# PROVIDED DATA
· · · · ·

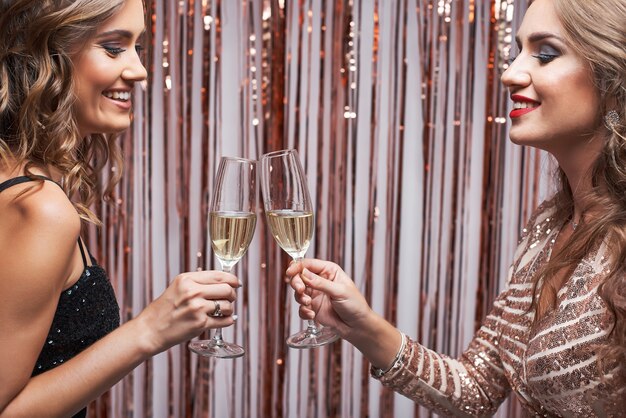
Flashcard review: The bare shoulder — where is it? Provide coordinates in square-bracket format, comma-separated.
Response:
[0, 180, 80, 227]
[0, 181, 80, 406]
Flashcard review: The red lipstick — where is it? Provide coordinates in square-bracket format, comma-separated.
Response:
[509, 94, 541, 119]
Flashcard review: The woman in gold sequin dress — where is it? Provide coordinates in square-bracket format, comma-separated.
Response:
[287, 0, 626, 417]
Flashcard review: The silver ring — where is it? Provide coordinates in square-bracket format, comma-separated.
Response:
[211, 300, 224, 317]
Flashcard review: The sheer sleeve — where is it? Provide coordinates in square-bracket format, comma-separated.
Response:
[372, 205, 550, 417]
[373, 292, 510, 417]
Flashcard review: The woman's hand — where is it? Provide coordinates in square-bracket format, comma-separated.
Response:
[287, 259, 375, 340]
[287, 259, 402, 369]
[137, 271, 240, 354]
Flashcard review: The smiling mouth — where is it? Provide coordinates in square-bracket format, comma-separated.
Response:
[102, 91, 130, 102]
[513, 102, 539, 110]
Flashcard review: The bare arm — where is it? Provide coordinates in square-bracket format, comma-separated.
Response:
[287, 259, 510, 416]
[0, 182, 238, 417]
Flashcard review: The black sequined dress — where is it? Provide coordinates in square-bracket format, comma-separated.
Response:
[0, 176, 120, 418]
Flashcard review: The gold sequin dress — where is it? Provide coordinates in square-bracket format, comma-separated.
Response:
[372, 203, 626, 418]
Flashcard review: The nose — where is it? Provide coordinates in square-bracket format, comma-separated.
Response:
[122, 51, 148, 82]
[500, 56, 531, 89]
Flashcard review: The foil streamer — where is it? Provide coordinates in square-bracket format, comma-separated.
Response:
[83, 0, 550, 417]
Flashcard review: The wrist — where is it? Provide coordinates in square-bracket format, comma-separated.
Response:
[125, 315, 162, 359]
[345, 311, 404, 370]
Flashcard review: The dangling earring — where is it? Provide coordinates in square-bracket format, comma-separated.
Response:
[604, 110, 619, 131]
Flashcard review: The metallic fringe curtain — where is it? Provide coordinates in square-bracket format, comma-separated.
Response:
[90, 0, 546, 417]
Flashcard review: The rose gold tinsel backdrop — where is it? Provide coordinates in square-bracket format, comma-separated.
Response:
[85, 0, 546, 417]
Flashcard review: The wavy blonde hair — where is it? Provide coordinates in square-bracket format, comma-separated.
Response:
[533, 0, 626, 398]
[0, 0, 124, 223]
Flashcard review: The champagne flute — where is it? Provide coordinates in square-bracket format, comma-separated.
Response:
[189, 157, 258, 358]
[261, 150, 339, 348]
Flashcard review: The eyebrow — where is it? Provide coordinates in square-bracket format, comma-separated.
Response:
[96, 29, 146, 39]
[515, 32, 565, 46]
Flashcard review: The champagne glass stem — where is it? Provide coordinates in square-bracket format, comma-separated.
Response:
[293, 257, 320, 335]
[213, 265, 233, 347]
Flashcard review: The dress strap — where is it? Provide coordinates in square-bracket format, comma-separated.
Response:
[0, 175, 56, 192]
[78, 237, 91, 268]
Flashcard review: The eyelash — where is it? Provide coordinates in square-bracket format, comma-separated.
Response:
[102, 45, 143, 57]
[507, 54, 558, 65]
[533, 54, 557, 64]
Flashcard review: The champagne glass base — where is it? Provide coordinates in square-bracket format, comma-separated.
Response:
[189, 339, 246, 358]
[287, 326, 339, 348]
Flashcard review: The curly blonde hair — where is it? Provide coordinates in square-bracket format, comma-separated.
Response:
[533, 0, 626, 404]
[0, 0, 124, 223]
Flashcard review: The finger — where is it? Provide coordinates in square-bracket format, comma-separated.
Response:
[207, 300, 234, 318]
[293, 293, 311, 306]
[298, 306, 315, 319]
[300, 269, 343, 299]
[289, 275, 306, 294]
[204, 315, 237, 329]
[180, 270, 241, 287]
[287, 258, 341, 275]
[286, 260, 304, 277]
[197, 283, 237, 302]
[175, 282, 237, 306]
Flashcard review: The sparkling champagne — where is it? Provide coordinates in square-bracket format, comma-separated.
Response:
[267, 210, 313, 259]
[209, 212, 256, 267]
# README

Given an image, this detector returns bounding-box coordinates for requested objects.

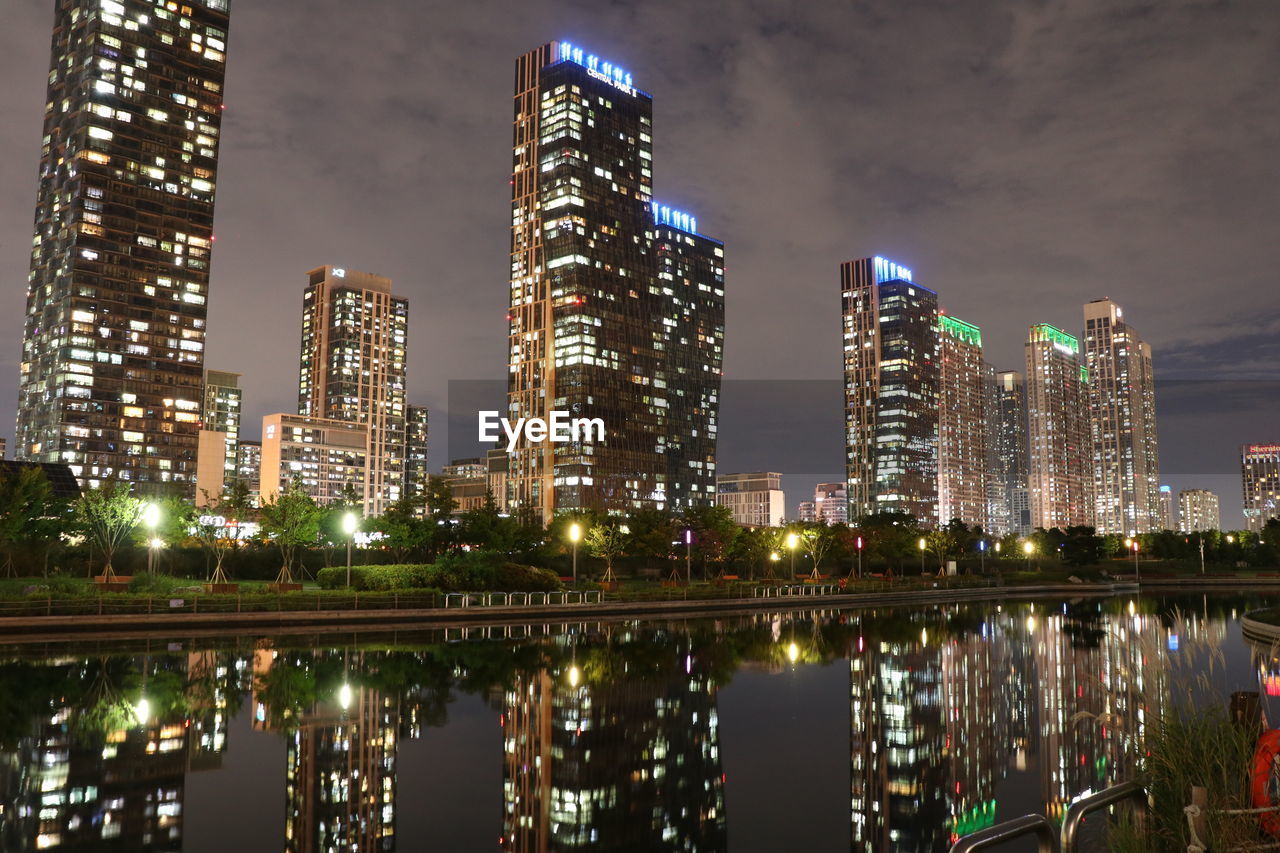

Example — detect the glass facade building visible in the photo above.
[15,0,228,497]
[840,257,940,525]
[938,314,987,528]
[507,42,724,520]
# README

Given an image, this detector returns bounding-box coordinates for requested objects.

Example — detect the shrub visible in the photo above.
[316,564,431,590]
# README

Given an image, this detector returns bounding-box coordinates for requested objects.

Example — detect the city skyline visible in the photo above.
[0,4,1274,517]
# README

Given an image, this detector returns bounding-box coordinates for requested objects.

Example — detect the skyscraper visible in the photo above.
[1178,489,1222,533]
[294,266,408,515]
[840,257,940,517]
[1084,298,1161,534]
[1160,485,1178,530]
[1027,323,1094,529]
[987,370,1032,535]
[508,42,724,520]
[15,0,228,496]
[1240,444,1280,532]
[938,314,987,526]
[196,370,243,506]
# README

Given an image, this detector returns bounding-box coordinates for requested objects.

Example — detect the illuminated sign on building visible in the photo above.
[874,255,911,283]
[653,201,698,234]
[559,41,637,97]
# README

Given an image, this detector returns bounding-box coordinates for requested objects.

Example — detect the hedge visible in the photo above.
[316,552,561,592]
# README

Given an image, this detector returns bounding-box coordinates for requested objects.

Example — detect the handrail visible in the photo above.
[951,815,1060,853]
[1062,781,1147,853]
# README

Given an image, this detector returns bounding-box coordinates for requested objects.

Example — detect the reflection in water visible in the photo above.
[0,599,1259,853]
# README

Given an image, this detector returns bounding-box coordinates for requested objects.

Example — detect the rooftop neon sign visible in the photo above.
[938,314,982,347]
[1032,323,1080,355]
[872,255,911,284]
[558,41,637,96]
[652,201,698,234]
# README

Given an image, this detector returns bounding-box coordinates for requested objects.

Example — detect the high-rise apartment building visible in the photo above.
[1240,444,1280,532]
[716,471,787,528]
[938,314,987,526]
[508,42,724,520]
[840,257,940,525]
[987,370,1032,535]
[196,370,243,506]
[1160,485,1178,530]
[1084,298,1161,534]
[15,0,228,497]
[1027,323,1094,529]
[1178,489,1222,533]
[259,412,374,515]
[296,265,408,515]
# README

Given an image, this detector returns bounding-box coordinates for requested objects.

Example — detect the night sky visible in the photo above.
[0,0,1280,526]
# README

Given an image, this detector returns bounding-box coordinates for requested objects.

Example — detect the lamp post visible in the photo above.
[142,503,160,575]
[568,521,582,587]
[685,528,705,587]
[342,512,360,589]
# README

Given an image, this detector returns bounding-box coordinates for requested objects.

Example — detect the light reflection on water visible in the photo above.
[0,596,1280,852]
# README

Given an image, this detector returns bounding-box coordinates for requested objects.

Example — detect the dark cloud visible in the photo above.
[0,0,1280,525]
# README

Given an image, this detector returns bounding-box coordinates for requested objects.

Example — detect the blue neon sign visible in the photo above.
[873,255,911,284]
[653,201,698,234]
[559,41,636,96]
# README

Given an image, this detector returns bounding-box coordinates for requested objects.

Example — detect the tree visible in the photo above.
[260,480,323,584]
[586,520,630,584]
[76,483,142,580]
[0,466,61,575]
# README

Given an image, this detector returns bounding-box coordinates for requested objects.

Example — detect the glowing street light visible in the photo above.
[342,512,360,589]
[568,521,582,587]
[338,681,351,711]
[142,502,163,575]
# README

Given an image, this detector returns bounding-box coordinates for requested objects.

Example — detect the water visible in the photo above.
[0,596,1280,853]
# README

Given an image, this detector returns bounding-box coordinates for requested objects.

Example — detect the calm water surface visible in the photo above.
[0,596,1280,853]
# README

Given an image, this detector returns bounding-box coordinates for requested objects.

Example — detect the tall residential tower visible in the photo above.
[507,42,724,520]
[840,257,940,517]
[1027,323,1094,530]
[15,0,228,497]
[1084,300,1164,535]
[295,266,408,515]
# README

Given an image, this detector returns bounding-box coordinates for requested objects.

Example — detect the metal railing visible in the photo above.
[951,815,1061,853]
[951,781,1147,853]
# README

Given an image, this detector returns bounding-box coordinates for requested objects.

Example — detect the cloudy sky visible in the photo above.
[0,0,1280,523]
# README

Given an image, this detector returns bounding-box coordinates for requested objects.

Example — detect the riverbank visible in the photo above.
[0,573,1139,644]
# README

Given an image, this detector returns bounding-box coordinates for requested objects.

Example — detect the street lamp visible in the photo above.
[142,503,160,575]
[342,512,360,589]
[568,521,582,587]
[685,528,707,587]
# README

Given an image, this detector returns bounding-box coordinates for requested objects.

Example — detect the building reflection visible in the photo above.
[253,648,401,853]
[502,627,727,853]
[849,605,1218,850]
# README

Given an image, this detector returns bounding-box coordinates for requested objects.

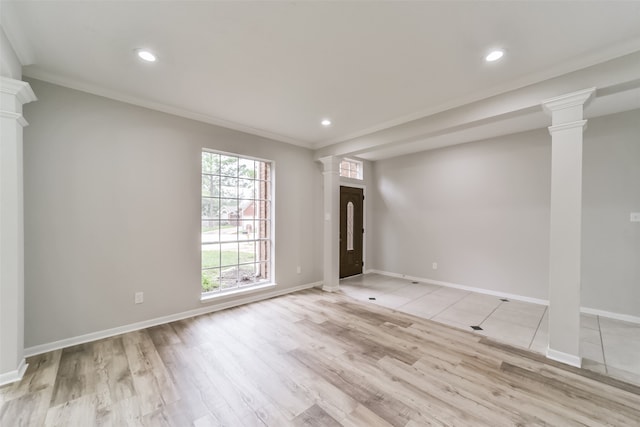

· · · · ·

Could you rewrite the rows from the start of the records through the line holding "[0, 176, 120, 418]", inclusive, with "Flashcard review" changed to "Practice card" and everything else left as is? Omit the pictures.

Practice card: The bare shoulder — where is it? Provide coordinates in square-bracket format, comma-separated.
Response:
[0, 180, 80, 227]
[0, 181, 80, 406]
Practice card: The red lipstick — where is it? Provide coordinates in square-bracket format, comma-separated.
Response:
[509, 94, 541, 119]
Practice card: The woman in gold sequin dress — where is it? Provide coordinates in square-bracket format, comma-separated.
Response:
[287, 0, 626, 417]
Practice card: The silver ring — where is it? Provide coordinates in square-bracket format, comma-separated.
Response:
[211, 300, 224, 317]
Practice card: The sheer sleeve — where is it? Provide coordinates in square-bracket format, comma-separated.
Response:
[372, 205, 550, 417]
[373, 292, 510, 417]
Practice card: The woman's hand — where is it? Provide coordinates in square-bracket format, comma-separated.
Response:
[287, 259, 375, 340]
[287, 259, 402, 369]
[137, 271, 240, 354]
Practice card: The smiling mouth — where is it? Provide coordinates in square-bracket format, comma-separated.
Response:
[102, 91, 130, 102]
[513, 102, 539, 110]
Practice card: The bare arm — where is it? Provide coordinates in square-bracket format, comma-separated.
Response:
[287, 259, 510, 416]
[0, 182, 238, 417]
Practice card: The black sequined dress — where is it? Provide coordinates in square-bracket format, comma-separated.
Response:
[0, 176, 120, 418]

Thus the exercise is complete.